◆ Provided passage
In the Nested functions section of Chapter 2, Writing Better Code, we learned that we are only allowed to use nested functions if we can be sure that no other function will ever need to call the characterAdded() function. In our current scenario, that is the case. Therefore, we are allowed to use a nested function here.

If we run the preceding code, our name gets printed into the Output frame. If we reset, the name gets printed again. As previously explained, every time the character respawns, a new character is made. Because we listen to the .CharacterAdded event, our function gets executed again every time we reset our character.

Now, we have almost finished our original system. The only thing left to detect is the character jumping. We already have the character. Is there an event on this character that fires when we jump? Unfortunately, there is not. If you are familiar with building basic things in Roblox, you probably know about Models. Models group parts together. A character consists of multiple parts grouped by a model. Not all models are characters. Therefore, there is no .Jump event on a model. However, there is something inside of this model that makes it unique. It is called a humanoid.

◆ Object point labels

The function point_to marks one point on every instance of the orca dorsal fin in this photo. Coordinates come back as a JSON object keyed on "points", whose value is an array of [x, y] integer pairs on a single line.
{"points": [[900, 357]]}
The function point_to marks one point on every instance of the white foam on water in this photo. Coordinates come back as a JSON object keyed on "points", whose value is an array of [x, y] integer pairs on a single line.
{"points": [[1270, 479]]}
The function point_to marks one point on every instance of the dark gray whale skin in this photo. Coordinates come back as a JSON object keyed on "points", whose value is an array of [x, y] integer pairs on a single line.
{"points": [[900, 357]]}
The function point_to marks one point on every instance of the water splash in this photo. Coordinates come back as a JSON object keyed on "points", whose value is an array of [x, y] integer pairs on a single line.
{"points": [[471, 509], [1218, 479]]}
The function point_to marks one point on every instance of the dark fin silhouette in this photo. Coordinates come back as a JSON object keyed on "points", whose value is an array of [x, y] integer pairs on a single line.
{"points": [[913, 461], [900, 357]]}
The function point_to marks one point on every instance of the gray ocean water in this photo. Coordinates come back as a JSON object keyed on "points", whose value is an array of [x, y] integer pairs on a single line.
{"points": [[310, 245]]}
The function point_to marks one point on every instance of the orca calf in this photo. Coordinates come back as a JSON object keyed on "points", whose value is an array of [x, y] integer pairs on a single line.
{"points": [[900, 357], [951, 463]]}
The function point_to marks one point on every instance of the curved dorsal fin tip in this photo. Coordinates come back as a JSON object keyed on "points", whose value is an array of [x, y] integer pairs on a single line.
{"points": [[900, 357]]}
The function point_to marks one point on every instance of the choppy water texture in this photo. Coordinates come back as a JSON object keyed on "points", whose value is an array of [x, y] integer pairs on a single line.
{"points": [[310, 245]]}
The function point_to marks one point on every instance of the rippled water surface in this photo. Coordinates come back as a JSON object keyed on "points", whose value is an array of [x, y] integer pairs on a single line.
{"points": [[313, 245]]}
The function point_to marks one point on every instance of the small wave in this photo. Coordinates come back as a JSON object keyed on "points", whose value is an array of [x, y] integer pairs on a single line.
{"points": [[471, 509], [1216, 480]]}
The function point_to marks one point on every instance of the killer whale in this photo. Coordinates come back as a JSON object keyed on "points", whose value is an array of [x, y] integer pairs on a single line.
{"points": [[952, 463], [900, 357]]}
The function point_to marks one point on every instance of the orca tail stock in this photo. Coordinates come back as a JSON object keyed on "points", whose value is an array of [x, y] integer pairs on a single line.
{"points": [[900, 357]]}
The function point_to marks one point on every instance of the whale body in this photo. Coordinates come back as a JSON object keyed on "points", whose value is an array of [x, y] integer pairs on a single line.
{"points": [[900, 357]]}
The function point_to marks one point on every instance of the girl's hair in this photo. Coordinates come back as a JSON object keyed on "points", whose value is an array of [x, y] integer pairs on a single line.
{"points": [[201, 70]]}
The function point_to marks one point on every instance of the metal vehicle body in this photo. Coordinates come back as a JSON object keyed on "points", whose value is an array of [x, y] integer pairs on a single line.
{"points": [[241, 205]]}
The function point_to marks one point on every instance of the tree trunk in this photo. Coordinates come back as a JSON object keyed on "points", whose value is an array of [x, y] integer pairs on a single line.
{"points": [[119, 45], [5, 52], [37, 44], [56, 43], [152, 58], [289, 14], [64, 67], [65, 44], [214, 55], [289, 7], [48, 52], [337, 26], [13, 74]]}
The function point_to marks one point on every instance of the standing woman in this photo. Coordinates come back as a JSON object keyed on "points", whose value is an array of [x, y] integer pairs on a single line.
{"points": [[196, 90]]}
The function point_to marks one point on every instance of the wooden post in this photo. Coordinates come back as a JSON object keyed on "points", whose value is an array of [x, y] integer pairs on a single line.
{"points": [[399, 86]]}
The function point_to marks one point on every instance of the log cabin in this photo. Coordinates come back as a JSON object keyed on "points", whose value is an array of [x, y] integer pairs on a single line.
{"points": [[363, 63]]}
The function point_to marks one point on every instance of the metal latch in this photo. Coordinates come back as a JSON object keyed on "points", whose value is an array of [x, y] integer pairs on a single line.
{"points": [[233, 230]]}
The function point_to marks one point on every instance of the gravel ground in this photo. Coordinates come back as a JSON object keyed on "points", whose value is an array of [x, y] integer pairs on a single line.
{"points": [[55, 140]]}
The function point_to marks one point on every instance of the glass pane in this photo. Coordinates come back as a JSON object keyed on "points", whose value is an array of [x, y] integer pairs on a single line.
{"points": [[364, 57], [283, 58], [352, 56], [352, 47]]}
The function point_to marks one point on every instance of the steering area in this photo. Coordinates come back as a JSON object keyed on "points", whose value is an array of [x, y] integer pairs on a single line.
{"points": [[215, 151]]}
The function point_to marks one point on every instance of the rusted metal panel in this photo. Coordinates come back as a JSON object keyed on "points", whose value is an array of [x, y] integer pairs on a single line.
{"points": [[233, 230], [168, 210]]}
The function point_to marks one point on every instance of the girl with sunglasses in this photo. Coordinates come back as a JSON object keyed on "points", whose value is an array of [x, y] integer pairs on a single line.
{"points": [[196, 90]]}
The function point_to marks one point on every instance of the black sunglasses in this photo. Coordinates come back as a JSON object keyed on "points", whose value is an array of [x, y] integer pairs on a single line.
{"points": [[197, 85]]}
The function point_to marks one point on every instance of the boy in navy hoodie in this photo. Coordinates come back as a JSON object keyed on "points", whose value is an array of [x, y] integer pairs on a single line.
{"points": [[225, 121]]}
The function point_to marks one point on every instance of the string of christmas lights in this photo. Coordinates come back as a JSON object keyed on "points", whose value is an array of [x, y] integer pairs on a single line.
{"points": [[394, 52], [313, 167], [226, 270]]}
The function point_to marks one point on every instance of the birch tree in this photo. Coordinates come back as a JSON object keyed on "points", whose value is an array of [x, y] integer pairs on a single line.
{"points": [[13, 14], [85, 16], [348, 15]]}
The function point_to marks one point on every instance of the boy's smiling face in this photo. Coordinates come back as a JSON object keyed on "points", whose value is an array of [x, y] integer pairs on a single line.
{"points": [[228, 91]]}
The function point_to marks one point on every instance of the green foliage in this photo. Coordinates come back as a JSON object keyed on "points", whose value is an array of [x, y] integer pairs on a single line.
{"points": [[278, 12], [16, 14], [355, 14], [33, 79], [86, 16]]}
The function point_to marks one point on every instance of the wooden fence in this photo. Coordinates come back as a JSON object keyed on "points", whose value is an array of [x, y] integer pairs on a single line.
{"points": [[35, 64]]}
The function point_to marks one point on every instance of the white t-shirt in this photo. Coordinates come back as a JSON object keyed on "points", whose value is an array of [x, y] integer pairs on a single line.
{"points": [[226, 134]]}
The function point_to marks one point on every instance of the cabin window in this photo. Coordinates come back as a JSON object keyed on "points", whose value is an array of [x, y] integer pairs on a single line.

◆ Directive 1
Repeat word for word the part of the Roblox character passage that opens with the words containing "If we run the" and closes with "reset our character.".
◆ Directive 2
Answer these questions using the Roblox character passage:
(a) Which chapter contains the Nested functions section?
(b) Which event does the code listen to?
(c) What is the unique thing inside the character model called?
◆ Directive 3
Shorten the paragraph of the Roblox character passage that begins "If we run the preceding code," keeping its main facts.

◆ Expected output 1
If we run the preceding code, our name gets printed into the Output frame. If we reset, the name gets printed again. As previously explained, every time the character respawns, a new character is made. Because we listen to the .CharacterAdded event, our function gets executed again every time we reset our character.

◆ Expected output 2
(a) Chapter 2, Writing Better Code
(b) The .CharacterAdded event
(c) A humanoid

◆ Expected output 3
Running the code prints our name in the Output frame, and each reset prints it again. A respawn creates a new character, and because the .CharacterAdded event is being listened to, the function runs again on every reset.